From the line containing "Study the photograph above. For every instance of the grated" down to the last line of the records below, give every line again without any change.

::::

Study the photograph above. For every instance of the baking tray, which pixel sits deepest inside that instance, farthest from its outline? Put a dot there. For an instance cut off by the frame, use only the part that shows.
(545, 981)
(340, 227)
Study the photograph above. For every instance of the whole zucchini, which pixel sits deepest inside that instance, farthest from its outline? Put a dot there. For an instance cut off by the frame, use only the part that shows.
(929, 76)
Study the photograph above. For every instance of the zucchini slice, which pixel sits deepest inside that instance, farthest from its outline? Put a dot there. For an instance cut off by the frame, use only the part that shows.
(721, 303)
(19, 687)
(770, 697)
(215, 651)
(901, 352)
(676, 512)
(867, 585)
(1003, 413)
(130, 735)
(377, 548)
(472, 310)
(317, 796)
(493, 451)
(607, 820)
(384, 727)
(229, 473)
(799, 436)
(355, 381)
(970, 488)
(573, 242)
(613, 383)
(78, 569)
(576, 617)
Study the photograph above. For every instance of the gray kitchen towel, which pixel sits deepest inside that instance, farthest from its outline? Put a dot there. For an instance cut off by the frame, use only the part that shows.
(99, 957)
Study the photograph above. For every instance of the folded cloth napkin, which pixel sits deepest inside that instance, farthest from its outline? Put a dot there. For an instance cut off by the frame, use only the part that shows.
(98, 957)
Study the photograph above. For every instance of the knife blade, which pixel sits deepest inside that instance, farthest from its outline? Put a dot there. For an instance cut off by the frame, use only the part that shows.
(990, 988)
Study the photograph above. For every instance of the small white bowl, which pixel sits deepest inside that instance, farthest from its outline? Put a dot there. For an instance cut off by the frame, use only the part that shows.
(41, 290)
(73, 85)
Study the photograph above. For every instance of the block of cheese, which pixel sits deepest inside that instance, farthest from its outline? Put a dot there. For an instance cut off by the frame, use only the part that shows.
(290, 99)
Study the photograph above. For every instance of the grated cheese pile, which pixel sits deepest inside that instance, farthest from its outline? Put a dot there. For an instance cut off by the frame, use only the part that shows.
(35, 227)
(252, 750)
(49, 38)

::::

**YOUR RESPONSE**:
Study the photograph above. For every instance of the grated cheese pile, which pixel sits deepest inside that instance, farthest from its outline? Put a dot there. For an instance cut off by the frame, use only the part that shows.
(35, 227)
(252, 750)
(49, 38)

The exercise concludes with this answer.